**What to produce**:
Please copy the entries from the line containing "TARGET = reflection on water" through the end of the entries, replacing "coordinates" with "locations" and leaving everything else unchanged.

**Data for this exercise**:
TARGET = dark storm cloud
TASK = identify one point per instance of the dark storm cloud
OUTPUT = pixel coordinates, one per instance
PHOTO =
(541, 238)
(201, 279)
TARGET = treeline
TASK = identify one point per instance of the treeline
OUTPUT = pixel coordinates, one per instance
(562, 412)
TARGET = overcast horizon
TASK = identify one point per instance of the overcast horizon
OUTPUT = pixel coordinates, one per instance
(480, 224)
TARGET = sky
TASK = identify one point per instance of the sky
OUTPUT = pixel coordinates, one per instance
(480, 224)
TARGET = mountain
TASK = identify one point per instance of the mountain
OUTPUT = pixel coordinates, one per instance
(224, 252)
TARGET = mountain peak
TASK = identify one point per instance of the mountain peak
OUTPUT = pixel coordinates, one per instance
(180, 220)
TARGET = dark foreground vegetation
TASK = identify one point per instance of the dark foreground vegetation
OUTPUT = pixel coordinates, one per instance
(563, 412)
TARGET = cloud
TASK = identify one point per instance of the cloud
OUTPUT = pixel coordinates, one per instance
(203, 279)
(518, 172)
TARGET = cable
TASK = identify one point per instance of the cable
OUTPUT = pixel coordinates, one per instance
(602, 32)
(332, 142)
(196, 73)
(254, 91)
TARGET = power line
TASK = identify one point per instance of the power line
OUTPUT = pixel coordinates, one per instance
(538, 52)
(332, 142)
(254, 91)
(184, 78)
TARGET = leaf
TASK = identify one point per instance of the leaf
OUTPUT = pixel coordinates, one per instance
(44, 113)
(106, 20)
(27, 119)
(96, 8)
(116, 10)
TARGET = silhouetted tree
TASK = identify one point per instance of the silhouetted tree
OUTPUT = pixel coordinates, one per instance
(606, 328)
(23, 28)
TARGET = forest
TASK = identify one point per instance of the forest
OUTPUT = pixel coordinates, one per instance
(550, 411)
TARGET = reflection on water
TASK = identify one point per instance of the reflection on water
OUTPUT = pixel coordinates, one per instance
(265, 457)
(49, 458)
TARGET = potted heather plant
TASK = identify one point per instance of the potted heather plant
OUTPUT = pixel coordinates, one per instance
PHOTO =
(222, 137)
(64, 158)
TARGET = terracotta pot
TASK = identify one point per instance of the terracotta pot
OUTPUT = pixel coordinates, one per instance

**Output for this task**:
TARGET = reflection on water
TASK = identify one point per instance of the reflection on water
OUTPUT = pixel locations, one per instance
(265, 457)
(49, 458)
TARGET = potted heather plant
TASK = identify one point per instance of the potted heather plant
OUTPUT = pixel locations, one per instance
PHOTO =
(222, 137)
(64, 158)
TARGET = terracotta pot
TASK = identify one point per instance of the terracotta pot
OUTPUT = pixel locations, one per instance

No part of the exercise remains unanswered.